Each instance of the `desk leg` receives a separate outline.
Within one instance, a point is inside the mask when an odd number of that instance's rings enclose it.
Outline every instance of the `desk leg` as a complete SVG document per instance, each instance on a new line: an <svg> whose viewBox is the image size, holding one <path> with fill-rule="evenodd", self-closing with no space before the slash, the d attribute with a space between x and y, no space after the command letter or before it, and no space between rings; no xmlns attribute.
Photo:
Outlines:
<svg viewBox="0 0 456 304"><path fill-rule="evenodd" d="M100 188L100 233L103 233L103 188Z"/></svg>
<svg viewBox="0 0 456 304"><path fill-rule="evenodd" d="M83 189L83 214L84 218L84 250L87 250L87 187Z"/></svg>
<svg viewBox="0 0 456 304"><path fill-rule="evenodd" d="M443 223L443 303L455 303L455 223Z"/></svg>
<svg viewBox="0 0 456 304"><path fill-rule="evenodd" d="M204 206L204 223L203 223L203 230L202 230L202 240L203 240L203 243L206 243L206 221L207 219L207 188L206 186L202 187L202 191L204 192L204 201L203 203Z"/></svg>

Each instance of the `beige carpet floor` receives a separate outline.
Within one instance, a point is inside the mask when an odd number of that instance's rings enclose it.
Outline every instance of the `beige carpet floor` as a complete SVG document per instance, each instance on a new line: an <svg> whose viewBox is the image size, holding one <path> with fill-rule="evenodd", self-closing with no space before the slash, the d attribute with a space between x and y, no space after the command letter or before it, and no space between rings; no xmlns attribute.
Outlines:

···

▸ Directive
Tally the lines of the items above that contain the string "receives", and give only the number.

▸ Expected answer
2